Given text
══════════════════════════════
Christy Williams, owner of Teacher’s Stop, Inc., stands in her shop which is surrounded by school supplies. Photos courtesy of Nicholas A. Poggioli.

 

Nicholas A. Poggioli
staylocal.org

Christy Williams has a concise but powerful philosophy: “Each day I try to help someone. A day without helping someone is a wasted day.” Twenty years ago, she said it was her motto. If you want to verify that, just check her high school yearbook. Much has changed since then, but ask any of Willams’ customers, and you’ll find that she remains steadfast in her devotion to helping others.

 

Today, Williams owns and operates Teacher’s Stop, Inc., her Mid-City business, at 4315 Bienville Avenue. There, teachers, parents, and students can find all the educational supplies they need.

 

Before opening Teacher’s Stop, Williams taught at various grade levels in the Orleans Parish public school system. She has a Masters of Education in Curriculum and Instruction from UNO. One day, while leaving Lafayette Elementary School, Williams noticed the teachers’ supply store was going out of business and wondered how people would buy supplies once it closed. This concern led her to suggest to a coworker that they open a school supply store, and though the coworker never followed through, Williams used her savings to open Teacher’s Stop in the 100 block of North Broad Street in 1996. This first location was about 400 square feet.
══════════════════════════════
Extracted entries

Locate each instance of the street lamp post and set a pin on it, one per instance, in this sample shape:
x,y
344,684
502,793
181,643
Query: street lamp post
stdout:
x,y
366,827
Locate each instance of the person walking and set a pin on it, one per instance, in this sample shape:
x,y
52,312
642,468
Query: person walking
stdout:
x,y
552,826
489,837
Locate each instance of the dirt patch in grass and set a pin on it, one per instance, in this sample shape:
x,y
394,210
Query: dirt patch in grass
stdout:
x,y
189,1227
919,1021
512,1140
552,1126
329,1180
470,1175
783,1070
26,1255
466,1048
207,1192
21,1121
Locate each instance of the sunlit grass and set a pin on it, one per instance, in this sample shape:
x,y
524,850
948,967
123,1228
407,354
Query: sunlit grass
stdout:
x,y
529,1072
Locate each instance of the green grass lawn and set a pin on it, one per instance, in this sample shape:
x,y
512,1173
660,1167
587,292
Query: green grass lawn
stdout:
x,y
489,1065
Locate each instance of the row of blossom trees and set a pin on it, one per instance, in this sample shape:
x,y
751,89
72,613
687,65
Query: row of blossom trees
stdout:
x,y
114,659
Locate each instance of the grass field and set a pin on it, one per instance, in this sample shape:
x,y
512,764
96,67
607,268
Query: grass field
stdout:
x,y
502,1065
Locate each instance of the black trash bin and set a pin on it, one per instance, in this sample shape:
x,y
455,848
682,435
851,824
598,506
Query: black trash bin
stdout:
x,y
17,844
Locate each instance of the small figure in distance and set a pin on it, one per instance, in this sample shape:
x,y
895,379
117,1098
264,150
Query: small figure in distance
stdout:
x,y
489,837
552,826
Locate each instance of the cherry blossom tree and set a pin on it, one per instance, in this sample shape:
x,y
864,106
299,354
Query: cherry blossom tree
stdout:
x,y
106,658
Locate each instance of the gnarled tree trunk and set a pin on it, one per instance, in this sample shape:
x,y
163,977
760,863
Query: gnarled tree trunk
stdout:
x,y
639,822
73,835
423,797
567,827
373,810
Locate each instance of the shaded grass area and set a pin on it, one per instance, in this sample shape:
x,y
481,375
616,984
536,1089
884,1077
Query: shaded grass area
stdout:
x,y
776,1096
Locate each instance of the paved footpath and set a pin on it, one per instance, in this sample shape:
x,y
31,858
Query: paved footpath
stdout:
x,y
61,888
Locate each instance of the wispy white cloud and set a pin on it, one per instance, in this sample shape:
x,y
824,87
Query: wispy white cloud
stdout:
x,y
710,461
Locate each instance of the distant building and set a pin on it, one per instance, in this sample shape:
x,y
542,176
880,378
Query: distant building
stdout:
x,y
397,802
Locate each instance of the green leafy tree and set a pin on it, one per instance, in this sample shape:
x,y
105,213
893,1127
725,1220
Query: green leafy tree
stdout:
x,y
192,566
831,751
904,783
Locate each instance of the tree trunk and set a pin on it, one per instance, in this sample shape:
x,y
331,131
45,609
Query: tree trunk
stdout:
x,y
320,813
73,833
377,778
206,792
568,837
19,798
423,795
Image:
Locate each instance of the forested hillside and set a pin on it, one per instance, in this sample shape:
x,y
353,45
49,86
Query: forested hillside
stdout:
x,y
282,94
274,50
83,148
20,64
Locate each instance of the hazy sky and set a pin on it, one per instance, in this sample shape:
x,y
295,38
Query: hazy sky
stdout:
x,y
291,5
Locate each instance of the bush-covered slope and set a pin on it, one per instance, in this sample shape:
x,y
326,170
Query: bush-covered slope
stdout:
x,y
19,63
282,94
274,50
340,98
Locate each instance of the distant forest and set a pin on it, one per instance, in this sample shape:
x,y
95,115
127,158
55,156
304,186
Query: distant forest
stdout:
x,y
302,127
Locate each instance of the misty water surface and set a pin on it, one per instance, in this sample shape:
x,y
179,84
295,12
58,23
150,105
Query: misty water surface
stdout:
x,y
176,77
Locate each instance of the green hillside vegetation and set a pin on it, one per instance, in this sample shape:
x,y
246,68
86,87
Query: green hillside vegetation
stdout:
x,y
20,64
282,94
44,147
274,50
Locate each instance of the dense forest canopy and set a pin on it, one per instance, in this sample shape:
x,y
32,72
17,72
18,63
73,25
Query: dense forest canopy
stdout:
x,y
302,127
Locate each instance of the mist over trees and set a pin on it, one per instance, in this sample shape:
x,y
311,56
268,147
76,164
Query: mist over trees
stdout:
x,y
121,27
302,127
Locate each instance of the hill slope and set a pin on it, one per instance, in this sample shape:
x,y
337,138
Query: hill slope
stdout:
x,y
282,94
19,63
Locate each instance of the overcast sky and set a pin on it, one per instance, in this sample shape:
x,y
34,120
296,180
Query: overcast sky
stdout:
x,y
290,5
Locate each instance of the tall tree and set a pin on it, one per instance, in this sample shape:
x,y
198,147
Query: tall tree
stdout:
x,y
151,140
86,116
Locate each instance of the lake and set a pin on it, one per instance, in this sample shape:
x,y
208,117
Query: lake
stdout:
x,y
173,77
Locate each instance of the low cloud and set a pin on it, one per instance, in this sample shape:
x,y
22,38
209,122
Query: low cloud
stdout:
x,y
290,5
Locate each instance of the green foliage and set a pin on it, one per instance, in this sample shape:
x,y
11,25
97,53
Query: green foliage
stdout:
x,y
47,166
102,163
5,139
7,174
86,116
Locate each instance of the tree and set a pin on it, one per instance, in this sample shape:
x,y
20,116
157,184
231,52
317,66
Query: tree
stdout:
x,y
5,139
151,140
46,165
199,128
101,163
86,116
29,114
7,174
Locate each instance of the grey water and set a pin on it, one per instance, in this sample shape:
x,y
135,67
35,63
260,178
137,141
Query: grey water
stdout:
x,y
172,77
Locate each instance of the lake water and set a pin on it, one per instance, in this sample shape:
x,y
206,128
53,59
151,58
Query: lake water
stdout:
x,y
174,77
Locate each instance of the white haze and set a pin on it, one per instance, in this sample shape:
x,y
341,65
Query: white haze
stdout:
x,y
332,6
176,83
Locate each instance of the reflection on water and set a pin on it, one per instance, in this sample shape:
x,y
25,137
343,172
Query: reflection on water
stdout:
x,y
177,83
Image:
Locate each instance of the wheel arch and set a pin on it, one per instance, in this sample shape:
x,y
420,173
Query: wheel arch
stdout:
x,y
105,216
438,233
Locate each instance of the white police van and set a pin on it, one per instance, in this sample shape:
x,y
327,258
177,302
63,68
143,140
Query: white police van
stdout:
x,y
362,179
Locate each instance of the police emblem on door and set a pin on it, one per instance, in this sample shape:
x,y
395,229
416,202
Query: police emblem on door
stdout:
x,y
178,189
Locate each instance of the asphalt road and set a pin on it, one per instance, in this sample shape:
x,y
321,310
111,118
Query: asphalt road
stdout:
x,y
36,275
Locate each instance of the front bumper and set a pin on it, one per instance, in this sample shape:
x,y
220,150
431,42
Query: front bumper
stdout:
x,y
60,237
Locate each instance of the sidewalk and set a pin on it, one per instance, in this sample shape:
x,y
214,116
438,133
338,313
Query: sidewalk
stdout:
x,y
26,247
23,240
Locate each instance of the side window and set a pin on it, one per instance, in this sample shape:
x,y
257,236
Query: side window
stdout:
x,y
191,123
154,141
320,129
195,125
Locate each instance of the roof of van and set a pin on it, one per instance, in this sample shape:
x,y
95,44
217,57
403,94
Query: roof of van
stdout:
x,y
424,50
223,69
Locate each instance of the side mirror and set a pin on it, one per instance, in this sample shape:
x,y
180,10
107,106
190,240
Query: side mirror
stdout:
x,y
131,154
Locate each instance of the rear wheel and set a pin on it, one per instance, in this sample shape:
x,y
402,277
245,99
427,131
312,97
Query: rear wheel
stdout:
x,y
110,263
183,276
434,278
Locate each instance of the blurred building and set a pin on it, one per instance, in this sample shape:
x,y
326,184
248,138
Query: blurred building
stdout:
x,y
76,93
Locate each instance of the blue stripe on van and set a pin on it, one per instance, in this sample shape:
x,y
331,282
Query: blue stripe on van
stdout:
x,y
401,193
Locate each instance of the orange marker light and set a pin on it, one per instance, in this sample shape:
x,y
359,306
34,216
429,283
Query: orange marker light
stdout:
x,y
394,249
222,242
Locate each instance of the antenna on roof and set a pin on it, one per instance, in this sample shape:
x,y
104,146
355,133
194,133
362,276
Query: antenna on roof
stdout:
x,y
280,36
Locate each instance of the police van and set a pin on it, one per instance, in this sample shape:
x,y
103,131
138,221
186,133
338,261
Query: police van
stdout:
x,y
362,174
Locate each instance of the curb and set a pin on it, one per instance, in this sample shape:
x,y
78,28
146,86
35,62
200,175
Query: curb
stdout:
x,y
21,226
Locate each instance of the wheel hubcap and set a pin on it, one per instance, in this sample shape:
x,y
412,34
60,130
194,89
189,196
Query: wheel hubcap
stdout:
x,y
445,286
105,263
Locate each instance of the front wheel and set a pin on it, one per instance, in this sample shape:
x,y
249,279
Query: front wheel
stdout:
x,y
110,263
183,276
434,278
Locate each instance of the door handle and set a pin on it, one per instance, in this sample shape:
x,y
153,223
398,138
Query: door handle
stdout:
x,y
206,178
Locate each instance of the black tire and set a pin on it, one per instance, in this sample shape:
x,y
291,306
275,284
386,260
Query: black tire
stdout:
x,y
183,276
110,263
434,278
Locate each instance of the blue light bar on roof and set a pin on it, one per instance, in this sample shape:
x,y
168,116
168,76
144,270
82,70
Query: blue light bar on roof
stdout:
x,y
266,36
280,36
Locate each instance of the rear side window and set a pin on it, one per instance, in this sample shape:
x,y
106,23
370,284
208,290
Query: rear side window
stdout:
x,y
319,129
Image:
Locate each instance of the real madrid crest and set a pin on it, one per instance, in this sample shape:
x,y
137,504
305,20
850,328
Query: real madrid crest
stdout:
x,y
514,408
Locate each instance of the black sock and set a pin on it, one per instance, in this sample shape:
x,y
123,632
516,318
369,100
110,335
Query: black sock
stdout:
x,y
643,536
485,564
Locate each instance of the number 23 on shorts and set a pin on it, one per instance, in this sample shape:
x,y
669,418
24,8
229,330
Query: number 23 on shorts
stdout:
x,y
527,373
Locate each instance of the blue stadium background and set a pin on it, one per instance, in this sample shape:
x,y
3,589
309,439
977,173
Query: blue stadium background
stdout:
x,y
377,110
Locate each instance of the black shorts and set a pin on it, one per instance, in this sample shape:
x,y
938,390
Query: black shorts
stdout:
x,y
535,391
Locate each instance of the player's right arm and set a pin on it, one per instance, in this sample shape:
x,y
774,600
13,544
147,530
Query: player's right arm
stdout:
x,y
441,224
══════════════════════════════
Challenges
1. Translate this sentence from the profile of Teacher’s Stop owner Christy Williams into Spanish: "Today, Williams owns and operates Teacher’s Stop, Inc., her Mid-City business, at 4315 Bienville Avenue."
2. Continue the profile of Christy Williams and her school supply store from the point where it stops.

Expected results
1. Hoy en día, Williams es dueña y administra Teacher’s Stop, Inc., su negocio de Mid-City, ubicado en el 4315 de Bienville Avenue.

2.
 

The business did well and outgrew the small space, so Williams moved up the street in the summer of 1997. She eventually realized that she needed to move again. It took some time before a move became financially viable, but in July of 1999, Teacher’s Stop moved to its present location on Bienville. Williams now has 6000 square feet of space at her disposal, though she uses slightly less. In just three years the business increased its space more than tenfold.

 

Teacher’s Stop is a combination of Williams’ personal philosophy of helping people and a savvy entrepreneurialism that identifies and takes advantage of opportunities when they arise. She also has a “delicious” power of description: “Business is like chicken,” she says, smiling. “My business is baked chicken: You season it, watch it, you take care of it. Others are fried chicken: You just dump it in!”

 

Williams wants to help people make the right purchases, as she believes that the educational community deserves service that understands its needs. Her years as a teacher and her graduate studies taught her about education, and she evaluates each customer’s needs individually. She knows that teachers have tight budgets, and that they often subsidize those budgets with their own money. Williams works hard to make sure teachers stretch their dollars as far as possible and will even steer them away from unnecessary purchases. She asks teachers what grades they teach and whether or not their schools might provide any materials for them.

 

Convinced that a smart, knowledgeable saleswoman will create repeat customers, Williams sees individual service as essential to the long-term health of both her business and New Orleans education. New customer Shannon del Corral, an English and music teacher at Ursulines Academy on Nashville Avenue is proof that she’s right. On a recent Saturday, del Corral stopped in for the first time after hearing about Teacher’s Stop from another teacher.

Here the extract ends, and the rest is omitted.